====== Document text ======
`File out of specification: The max_value of statistics MUST be plain encoded` when writing nested parquet with Rust engine #17948

theelderbeever · 2024-07-30T21:34:34Z

Checks

I have checked that this issue has not already been reported.
I have confirmed this bug exists on the latest version of Polars.

Reproducible example

pl.DataFrame(
    [
        {
            "struct": {
                "struct": {
                    "struct": {"a": None},
                     # Some field following the struct field is necessary. Type seems irrelevant
                    "str": "hello",
                    # "i64": 123456789
                    # "bool": False,
                },
            }
        },
    ]
).write_parquet("womp.parquet")

Log output

---------------------------------------------------------------------------
ComputeError                              Traceback (most recent call last)
/var/folders/72/8wtgnd0963gfwzpb16q229340000gn/T/ipykernel_32301/1738335881.py in ?()
====== Working data ======
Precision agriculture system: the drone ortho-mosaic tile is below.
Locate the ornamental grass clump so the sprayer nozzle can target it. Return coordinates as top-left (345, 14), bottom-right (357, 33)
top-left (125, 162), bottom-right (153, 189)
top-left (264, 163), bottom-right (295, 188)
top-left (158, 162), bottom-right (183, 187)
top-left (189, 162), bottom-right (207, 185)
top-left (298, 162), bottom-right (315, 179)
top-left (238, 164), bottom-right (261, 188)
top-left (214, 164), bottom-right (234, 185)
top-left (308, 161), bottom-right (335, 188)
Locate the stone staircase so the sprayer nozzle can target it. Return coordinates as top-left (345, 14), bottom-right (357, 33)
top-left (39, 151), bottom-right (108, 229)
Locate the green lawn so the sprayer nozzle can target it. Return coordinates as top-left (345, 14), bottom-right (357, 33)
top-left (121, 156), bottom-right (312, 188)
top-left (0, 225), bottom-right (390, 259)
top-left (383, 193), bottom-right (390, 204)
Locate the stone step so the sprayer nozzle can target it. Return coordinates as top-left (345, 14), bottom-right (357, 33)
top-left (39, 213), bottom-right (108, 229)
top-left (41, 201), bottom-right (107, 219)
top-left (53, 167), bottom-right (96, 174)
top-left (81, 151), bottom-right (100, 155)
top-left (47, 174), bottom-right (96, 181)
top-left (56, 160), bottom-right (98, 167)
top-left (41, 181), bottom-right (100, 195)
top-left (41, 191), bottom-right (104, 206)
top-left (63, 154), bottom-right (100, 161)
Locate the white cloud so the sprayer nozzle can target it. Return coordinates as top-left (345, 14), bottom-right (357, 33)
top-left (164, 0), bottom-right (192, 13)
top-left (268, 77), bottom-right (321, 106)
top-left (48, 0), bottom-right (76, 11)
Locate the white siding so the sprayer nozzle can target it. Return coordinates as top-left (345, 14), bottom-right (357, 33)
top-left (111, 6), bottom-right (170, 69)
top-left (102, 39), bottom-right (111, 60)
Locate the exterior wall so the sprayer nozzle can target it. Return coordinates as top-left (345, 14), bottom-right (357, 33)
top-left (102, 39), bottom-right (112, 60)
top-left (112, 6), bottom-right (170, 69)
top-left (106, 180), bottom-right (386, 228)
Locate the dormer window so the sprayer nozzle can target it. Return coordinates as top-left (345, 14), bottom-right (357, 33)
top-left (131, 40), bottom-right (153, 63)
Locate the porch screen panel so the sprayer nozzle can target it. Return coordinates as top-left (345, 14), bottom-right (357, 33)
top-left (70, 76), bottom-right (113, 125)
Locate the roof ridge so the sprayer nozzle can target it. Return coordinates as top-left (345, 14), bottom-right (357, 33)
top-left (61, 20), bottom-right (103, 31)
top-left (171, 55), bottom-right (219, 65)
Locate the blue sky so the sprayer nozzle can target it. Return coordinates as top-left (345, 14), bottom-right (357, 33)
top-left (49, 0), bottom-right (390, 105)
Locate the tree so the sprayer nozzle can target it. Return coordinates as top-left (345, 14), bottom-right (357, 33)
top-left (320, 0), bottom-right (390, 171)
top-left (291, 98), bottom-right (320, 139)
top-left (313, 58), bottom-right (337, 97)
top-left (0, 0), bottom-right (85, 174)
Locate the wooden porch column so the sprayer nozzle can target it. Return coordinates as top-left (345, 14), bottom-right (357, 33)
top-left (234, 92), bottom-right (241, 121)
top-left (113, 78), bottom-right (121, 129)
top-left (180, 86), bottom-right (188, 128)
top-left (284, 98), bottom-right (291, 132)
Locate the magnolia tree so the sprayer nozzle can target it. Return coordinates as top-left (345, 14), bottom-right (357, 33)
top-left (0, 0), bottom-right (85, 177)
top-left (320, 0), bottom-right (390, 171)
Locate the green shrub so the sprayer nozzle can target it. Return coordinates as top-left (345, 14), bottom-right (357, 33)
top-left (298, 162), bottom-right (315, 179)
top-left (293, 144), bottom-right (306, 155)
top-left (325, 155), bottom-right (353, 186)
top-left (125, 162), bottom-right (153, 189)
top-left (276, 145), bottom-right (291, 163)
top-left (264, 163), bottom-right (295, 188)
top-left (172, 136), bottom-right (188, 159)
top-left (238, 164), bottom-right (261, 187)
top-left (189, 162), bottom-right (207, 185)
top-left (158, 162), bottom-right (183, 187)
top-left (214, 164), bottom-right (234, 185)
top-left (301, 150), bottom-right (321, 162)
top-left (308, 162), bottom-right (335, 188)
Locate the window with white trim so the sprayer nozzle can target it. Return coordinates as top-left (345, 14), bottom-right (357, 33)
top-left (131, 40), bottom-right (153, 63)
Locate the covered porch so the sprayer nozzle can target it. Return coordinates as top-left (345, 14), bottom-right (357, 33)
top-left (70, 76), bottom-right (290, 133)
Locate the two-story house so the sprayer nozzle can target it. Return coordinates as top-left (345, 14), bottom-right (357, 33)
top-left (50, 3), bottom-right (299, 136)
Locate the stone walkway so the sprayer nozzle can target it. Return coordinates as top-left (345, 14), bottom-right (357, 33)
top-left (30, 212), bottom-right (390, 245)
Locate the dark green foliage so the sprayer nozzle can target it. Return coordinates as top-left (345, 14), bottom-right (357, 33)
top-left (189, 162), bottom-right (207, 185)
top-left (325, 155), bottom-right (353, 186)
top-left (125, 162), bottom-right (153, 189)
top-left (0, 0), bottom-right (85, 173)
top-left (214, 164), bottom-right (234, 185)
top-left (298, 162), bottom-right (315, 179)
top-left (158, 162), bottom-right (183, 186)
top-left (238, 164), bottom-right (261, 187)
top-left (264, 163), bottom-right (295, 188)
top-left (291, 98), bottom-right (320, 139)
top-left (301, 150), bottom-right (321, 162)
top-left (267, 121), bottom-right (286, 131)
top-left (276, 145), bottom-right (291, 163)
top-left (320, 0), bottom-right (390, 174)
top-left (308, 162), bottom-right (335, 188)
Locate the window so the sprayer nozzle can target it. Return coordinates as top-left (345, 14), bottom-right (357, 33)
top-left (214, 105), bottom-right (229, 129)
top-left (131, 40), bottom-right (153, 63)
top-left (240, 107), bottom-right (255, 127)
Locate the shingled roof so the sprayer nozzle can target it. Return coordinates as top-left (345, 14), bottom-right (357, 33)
======
● Task set
(1) Transcribe the Polars parquet bug report in full, with nothing changed.
(2) Reproduce the rows word for word, beginning with the very first row and ending with the line that contains "top-left (383, 193), bottom-right (390, 204)", both included.

● Answer list
(1)
`File out of specification: The max_value of statistics MUST be plain encoded` when writing nested parquet with Rust engine #17948

theelderbeever · 2024-07-30T21:34:34Z

Checks

I have checked that this issue has not already been reported.
I have confirmed this bug exists on the latest version of Polars.

Reproducible example

pl.DataFrame(
    [
        {
            "struct": {
                "struct": {
                    "struct": {"a": None},
                     # Some field following the struct field is necessary. Type seems irrelevant
                    "str": "hello",
                    # "i64": 123456789
                    # "bool": False,
                },
            }
        },
    ]
).write_parquet("womp.parquet")

Log output

---------------------------------------------------------------------------
ComputeError                              Traceback (most recent call last)
/var/folders/72/8wtgnd0963gfwzpb16q229340000gn/T/ipykernel_32301/1738335881.py in ?()

(2)
Precision agriculture system: the drone ortho-mosaic tile is below.
Locate the ornamental grass clump so the sprayer nozzle can target it. Return coordinates as top-left (345, 14), bottom-right (357, 33)
top-left (125, 162), bottom-right (153, 189)
top-left (264, 163), bottom-right (295, 188)
top-left (158, 162), bottom-right (183, 187)
top-left (189, 162), bottom-right (207, 185)
top-left (298, 162), bottom-right (315, 179)
top-left (238, 164), bottom-right (261, 188)
top-left (214, 164), bottom-right (234, 185)
top-left (308, 161), bottom-right (335, 188)
Locate the stone staircase so the sprayer nozzle can target it. Return coordinates as top-left (345, 14), bottom-right (357, 33)
top-left (39, 151), bottom-right (108, 229)
Locate the green lawn so the sprayer nozzle can target it. Return coordinates as top-left (345, 14), bottom-right (357, 33)
top-left (121, 156), bottom-right (312, 188)
top-left (0, 225), bottom-right (390, 259)
top-left (383, 193), bottom-right (390, 204)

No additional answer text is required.